---------- 给定数据
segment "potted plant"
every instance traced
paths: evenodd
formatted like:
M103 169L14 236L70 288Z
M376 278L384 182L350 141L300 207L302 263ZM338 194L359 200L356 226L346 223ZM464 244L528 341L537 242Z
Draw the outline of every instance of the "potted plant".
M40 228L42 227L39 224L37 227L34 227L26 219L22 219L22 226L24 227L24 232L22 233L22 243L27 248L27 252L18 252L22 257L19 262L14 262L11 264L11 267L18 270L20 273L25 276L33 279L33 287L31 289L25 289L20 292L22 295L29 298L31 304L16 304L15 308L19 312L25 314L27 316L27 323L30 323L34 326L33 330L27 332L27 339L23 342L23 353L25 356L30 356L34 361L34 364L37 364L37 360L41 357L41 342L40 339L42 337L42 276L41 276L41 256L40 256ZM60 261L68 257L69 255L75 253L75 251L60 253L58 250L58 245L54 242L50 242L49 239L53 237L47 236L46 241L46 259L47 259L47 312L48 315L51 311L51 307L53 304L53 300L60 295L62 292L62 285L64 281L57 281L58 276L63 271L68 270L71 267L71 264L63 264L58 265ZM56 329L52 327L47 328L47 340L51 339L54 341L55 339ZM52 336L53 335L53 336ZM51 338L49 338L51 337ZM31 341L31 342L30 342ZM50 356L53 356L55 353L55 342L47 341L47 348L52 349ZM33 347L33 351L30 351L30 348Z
--------------------
将上述数据中的“potted plant”全部替换为“vase”，其余内容原样保留，重新输出全部数据。

**回答内容**
segment "vase"
every instance traced
paths: evenodd
formatted like:
M103 169L14 236L70 288Z
M376 278L384 182L350 141L300 207L302 263ZM338 194L359 200L356 226L346 223ZM464 244L528 341L537 242Z
Draw the outline of every instance of the "vase".
M40 228L42 227L39 224L37 227L34 227L26 219L22 219L22 226L24 227L24 232L22 233L22 243L27 248L27 252L18 252L22 257L19 262L14 262L11 264L11 267L18 270L20 273L25 276L33 279L33 287L31 289L25 289L20 292L22 295L29 298L31 304L16 304L15 308L19 312L25 314L27 316L27 323L30 323L34 326L33 330L27 332L27 339L23 342L23 353L25 356L30 356L34 361L34 364L37 364L37 360L41 357L41 342L40 339L42 337L42 276L41 276L41 256L40 256ZM60 261L68 257L69 255L75 253L75 251L60 253L58 250L58 245L54 242L50 242L49 239L53 237L47 236L46 241L46 259L47 259L47 312L48 315L51 311L51 307L53 304L53 300L60 295L62 292L62 285L64 281L57 281L58 276L63 271L68 270L71 267L71 264L63 264L58 265ZM56 329L52 327L47 328L47 340L51 339L54 341L55 339ZM52 336L53 335L53 336ZM51 338L49 338L51 337ZM31 341L31 342L30 342ZM50 356L53 356L55 353L55 342L47 341L47 348L52 349ZM33 347L33 351L30 351L30 348Z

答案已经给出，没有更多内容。